[Stored data]

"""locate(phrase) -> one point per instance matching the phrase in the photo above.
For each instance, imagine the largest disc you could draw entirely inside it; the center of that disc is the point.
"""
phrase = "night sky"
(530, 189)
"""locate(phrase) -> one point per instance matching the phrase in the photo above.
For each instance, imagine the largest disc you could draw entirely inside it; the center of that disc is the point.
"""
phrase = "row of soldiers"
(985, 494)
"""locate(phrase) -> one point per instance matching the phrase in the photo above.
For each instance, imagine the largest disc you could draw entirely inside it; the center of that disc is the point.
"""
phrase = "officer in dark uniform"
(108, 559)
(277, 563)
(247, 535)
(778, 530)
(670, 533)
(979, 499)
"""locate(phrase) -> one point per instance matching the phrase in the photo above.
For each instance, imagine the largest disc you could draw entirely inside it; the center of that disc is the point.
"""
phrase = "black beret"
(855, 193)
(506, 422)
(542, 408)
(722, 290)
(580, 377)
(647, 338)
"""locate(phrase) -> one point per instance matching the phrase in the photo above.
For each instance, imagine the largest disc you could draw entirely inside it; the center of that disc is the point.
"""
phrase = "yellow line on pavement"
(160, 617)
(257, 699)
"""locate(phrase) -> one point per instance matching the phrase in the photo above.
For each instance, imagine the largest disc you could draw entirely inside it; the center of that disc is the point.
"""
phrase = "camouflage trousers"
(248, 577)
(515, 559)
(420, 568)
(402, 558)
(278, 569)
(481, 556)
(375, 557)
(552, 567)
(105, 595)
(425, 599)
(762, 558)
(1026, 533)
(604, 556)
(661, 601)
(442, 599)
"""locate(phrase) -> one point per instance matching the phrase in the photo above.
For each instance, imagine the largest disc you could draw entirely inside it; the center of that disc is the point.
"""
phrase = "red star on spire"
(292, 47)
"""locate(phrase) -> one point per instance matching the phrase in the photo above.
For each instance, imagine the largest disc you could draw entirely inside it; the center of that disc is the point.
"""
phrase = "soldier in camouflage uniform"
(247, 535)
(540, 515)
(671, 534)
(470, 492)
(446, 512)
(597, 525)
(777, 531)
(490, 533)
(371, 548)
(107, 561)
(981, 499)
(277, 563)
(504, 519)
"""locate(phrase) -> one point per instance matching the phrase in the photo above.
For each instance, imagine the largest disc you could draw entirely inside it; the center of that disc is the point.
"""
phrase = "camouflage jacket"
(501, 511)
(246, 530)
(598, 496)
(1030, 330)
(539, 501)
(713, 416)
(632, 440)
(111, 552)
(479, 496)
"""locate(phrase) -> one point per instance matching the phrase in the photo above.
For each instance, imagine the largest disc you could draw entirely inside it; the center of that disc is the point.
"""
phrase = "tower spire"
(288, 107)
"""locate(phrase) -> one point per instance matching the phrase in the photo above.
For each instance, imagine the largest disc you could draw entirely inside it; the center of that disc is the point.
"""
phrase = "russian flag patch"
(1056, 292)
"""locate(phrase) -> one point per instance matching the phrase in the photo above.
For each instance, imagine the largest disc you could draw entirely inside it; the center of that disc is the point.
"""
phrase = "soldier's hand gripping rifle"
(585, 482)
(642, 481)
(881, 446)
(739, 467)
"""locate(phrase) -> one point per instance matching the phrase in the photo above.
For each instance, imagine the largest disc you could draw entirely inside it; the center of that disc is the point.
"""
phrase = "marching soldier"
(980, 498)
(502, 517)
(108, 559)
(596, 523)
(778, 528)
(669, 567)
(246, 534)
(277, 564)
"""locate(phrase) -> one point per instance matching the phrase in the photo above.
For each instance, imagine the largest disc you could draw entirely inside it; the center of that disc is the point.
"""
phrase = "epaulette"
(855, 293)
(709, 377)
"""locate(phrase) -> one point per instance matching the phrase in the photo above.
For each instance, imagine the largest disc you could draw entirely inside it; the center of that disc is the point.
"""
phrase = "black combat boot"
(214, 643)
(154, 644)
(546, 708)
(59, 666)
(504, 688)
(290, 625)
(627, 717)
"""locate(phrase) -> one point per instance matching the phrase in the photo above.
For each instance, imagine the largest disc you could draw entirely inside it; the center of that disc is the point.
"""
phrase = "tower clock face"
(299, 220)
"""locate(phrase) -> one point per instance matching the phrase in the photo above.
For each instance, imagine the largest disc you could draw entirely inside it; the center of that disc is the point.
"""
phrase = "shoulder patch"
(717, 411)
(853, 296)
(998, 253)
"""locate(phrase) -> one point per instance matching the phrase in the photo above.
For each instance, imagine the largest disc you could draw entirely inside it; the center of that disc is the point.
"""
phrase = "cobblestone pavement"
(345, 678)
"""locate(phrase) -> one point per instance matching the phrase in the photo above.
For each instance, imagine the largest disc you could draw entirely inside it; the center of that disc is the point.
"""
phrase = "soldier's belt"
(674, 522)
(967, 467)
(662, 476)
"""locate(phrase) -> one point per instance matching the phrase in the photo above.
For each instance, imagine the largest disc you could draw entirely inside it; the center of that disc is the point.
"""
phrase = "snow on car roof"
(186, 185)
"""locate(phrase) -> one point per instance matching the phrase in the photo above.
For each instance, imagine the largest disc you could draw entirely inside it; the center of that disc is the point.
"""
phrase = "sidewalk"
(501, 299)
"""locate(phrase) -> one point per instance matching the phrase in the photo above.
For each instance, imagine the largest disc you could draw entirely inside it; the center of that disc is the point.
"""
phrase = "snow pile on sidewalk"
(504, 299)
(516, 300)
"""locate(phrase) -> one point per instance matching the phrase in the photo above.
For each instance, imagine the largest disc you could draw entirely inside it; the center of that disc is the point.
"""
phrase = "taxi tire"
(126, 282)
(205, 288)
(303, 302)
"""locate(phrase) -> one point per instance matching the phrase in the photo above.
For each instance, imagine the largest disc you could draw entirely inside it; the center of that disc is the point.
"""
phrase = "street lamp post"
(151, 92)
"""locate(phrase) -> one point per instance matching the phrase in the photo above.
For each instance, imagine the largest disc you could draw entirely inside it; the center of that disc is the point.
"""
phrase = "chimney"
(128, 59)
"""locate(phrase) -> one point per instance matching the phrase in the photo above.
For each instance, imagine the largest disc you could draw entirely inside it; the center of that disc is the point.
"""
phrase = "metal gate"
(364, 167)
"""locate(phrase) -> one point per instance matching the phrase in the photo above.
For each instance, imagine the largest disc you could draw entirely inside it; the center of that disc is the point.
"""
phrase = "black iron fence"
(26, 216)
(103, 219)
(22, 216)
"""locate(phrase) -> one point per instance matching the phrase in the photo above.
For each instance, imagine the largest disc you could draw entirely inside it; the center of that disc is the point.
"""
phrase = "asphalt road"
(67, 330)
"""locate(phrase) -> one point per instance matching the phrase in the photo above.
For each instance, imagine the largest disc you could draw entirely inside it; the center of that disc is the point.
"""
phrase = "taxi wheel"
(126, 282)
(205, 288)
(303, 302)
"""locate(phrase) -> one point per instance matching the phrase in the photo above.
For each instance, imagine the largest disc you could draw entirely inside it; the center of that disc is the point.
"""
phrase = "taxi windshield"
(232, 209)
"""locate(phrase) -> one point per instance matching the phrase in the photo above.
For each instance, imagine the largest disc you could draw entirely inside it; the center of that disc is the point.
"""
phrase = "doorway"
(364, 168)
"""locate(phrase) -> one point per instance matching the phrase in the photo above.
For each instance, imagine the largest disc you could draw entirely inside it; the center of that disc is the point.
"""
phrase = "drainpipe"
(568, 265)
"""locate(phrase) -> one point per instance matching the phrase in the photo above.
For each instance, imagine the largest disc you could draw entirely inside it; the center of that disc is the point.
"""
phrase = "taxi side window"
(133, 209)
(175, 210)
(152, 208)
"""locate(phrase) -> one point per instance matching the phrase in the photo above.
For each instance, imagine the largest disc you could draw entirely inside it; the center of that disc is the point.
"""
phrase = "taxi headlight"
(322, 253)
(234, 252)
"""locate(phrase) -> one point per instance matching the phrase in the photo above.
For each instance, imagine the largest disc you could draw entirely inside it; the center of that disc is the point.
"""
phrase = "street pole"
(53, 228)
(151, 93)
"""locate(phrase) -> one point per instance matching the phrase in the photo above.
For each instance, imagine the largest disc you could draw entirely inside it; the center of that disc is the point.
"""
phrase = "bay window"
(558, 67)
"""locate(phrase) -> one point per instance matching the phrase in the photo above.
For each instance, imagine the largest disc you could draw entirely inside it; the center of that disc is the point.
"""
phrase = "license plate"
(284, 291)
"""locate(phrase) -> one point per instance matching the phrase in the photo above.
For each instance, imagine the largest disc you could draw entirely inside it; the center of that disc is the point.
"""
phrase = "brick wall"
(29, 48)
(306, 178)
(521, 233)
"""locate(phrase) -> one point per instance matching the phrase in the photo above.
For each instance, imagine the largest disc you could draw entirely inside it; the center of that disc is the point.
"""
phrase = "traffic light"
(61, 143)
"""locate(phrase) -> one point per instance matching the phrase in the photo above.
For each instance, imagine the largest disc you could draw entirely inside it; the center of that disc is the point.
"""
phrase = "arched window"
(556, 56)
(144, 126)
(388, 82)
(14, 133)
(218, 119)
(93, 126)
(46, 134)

→ **Objective**:
Identify every line in the items above that contains the word "black", and copy each such line. Matching is case-sensitive.

→ **The result**:
phrase = "black beret"
phrase = "black combat boot"
phrase = "black iron fence"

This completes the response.